**Task objective**
Among the records that follow, find each line holding the word "draw" and copy it.

**Raw data**

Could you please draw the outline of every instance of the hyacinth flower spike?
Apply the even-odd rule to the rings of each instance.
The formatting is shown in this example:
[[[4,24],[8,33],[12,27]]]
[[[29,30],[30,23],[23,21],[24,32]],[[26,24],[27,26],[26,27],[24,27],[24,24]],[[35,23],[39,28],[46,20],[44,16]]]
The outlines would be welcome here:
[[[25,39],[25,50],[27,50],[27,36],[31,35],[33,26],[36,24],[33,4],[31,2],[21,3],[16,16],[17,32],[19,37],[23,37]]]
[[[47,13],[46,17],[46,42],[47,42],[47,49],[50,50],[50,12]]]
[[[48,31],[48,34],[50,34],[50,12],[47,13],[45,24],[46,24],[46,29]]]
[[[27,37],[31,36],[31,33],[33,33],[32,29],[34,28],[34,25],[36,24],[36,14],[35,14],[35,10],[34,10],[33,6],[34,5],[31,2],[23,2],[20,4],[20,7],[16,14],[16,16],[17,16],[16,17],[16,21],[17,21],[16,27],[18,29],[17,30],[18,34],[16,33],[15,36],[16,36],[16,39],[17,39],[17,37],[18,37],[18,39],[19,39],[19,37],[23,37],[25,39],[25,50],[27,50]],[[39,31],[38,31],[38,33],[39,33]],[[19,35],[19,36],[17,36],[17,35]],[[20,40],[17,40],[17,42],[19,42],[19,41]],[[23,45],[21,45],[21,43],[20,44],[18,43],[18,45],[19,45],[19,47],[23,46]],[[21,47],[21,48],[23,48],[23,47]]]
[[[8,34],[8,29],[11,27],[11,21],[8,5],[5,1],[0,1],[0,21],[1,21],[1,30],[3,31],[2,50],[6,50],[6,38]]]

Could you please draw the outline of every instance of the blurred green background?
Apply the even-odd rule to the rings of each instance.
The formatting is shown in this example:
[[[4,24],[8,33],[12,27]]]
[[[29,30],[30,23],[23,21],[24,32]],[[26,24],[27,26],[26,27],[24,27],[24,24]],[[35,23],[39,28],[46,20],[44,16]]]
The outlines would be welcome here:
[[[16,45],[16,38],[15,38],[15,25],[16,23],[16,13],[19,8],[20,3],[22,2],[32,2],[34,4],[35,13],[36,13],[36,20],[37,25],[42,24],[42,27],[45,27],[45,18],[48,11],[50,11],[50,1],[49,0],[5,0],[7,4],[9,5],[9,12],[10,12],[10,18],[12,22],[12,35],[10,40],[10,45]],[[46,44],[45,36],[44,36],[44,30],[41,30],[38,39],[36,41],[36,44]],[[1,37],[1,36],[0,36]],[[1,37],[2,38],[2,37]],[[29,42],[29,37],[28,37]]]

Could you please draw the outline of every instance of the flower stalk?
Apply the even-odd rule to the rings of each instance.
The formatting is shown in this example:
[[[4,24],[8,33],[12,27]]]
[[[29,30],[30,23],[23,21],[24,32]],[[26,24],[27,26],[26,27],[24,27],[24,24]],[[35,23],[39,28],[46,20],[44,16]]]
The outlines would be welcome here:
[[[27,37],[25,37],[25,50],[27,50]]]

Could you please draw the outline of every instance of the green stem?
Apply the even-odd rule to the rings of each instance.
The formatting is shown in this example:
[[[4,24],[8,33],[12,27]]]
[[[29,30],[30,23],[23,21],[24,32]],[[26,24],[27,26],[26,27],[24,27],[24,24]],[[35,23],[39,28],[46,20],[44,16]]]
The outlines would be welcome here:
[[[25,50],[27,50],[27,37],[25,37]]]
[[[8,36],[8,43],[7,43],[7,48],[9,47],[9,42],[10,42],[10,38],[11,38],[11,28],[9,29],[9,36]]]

**Problem solution**
Could you please draw the outline of every instance of the hyacinth flower spike?
Could you please draw the outline of every instance of the blurred green background?
Could you please draw the outline of every instance of the flower stalk?
Could you please draw the outline of every instance of the green stem?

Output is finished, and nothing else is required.